Task to carry out:
Which lines in the records below contain the word "woman"? Extract each of those lines in full.

Records of labeled boxes:

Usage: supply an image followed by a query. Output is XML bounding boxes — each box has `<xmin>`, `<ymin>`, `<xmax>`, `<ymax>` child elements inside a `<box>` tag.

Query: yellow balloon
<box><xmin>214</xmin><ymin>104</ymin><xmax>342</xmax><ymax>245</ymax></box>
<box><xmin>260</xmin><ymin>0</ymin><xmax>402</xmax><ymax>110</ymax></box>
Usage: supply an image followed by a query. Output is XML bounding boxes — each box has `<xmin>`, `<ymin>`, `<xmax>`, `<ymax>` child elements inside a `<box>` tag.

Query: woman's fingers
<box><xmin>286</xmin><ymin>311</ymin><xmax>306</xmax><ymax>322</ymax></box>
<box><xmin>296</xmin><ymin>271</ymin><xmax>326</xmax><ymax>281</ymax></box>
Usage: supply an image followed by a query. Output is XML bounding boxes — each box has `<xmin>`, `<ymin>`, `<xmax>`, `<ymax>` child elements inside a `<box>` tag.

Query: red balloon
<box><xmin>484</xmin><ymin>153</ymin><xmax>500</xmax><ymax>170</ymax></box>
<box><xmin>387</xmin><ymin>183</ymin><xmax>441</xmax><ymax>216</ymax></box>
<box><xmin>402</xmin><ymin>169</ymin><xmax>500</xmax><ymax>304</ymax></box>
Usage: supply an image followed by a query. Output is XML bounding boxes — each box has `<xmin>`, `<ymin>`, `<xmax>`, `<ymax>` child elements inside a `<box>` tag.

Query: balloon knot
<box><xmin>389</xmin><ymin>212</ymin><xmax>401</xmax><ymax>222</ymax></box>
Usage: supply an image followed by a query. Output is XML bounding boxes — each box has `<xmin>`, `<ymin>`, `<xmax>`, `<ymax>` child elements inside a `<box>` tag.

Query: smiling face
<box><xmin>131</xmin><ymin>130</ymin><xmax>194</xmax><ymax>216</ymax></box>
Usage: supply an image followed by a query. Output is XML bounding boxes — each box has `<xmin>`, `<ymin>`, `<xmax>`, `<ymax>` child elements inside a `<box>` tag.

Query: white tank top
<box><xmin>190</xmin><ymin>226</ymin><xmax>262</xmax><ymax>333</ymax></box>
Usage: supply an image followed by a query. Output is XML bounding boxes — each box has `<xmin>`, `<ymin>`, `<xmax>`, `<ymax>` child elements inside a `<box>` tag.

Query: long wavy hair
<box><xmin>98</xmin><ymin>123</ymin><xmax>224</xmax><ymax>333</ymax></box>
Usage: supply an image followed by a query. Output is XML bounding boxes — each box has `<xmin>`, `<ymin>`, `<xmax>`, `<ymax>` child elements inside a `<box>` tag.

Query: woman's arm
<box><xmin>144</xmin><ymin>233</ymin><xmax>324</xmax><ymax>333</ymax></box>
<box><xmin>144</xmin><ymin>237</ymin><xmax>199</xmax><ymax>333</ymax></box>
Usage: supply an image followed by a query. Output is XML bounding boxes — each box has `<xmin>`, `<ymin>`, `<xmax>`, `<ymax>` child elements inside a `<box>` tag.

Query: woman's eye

The response:
Query: woman's fingers
Query: woman's arm
Query: woman's eye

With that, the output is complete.